# [Given problem]
Repeat each of the rows below verbatim, but leave the pictures out of your answer.

# [Records shown]

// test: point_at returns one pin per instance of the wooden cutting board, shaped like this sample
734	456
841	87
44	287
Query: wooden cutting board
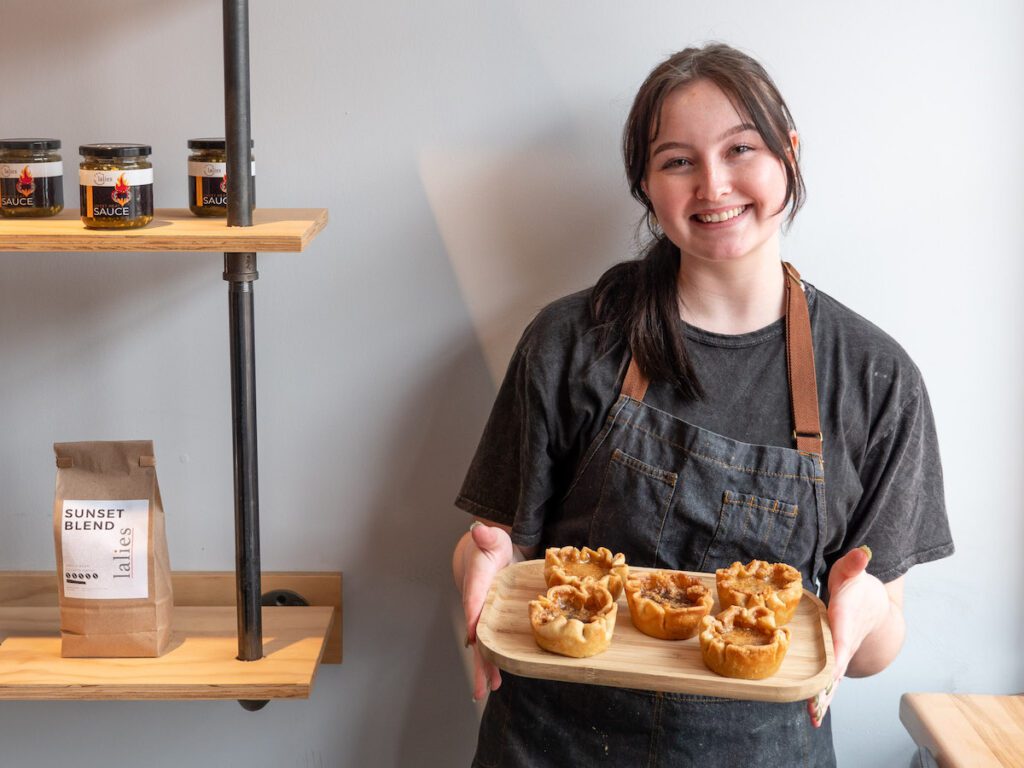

# [Solution to the exercise]
// test: point_at returns one pin per instance of the wooden cutting board, shaped like this sample
734	456
841	87
44	287
Query: wooden cutting board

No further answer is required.